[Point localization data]
* * * *

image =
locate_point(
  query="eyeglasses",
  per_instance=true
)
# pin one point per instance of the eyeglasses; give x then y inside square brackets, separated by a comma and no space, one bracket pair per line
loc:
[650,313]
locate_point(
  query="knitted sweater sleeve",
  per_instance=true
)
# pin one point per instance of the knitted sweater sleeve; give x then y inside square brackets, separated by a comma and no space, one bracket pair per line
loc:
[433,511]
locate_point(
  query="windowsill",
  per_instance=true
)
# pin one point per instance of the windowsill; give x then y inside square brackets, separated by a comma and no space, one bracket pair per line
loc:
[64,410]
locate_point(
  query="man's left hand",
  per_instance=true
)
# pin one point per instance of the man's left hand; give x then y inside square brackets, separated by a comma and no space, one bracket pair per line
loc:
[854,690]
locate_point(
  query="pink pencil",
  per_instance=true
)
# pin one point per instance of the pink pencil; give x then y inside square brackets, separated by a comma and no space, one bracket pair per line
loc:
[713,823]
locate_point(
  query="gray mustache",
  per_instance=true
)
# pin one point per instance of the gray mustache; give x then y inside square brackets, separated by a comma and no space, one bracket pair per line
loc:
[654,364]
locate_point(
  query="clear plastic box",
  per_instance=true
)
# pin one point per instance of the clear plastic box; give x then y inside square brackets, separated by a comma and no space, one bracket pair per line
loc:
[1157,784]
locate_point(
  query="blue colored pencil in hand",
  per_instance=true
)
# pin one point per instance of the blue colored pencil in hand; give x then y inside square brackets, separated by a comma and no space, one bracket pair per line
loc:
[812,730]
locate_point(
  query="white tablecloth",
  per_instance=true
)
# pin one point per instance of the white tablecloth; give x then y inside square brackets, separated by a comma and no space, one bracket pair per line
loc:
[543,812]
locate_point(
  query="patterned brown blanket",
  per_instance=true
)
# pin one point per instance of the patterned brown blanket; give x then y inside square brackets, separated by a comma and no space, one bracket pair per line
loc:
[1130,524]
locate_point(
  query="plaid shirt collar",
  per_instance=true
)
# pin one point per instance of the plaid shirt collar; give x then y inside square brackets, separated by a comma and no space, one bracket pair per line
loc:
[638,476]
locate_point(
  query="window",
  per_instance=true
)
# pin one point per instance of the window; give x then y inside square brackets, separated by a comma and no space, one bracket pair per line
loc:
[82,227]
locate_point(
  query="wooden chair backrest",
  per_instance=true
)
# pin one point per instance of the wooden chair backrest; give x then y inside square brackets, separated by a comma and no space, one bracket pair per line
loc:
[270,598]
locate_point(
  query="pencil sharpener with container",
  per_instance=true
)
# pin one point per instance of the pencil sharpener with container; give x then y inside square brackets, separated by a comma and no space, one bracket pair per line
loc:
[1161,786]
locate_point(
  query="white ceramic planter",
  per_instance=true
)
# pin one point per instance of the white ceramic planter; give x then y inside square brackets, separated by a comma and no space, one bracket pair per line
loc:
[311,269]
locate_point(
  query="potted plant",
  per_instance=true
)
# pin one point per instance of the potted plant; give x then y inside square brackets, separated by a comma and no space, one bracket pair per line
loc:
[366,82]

* * * *

#### ABOUT THIS EXERCISE
In the records above, collect each line with "backrest".

#### ANSWER TO THE EXERCISE
  query="wooden chair backrest",
# pin one point per instance of the wooden chair backrest; give x then y inside square brackets, separated by a comma and no space, one bracket pair per line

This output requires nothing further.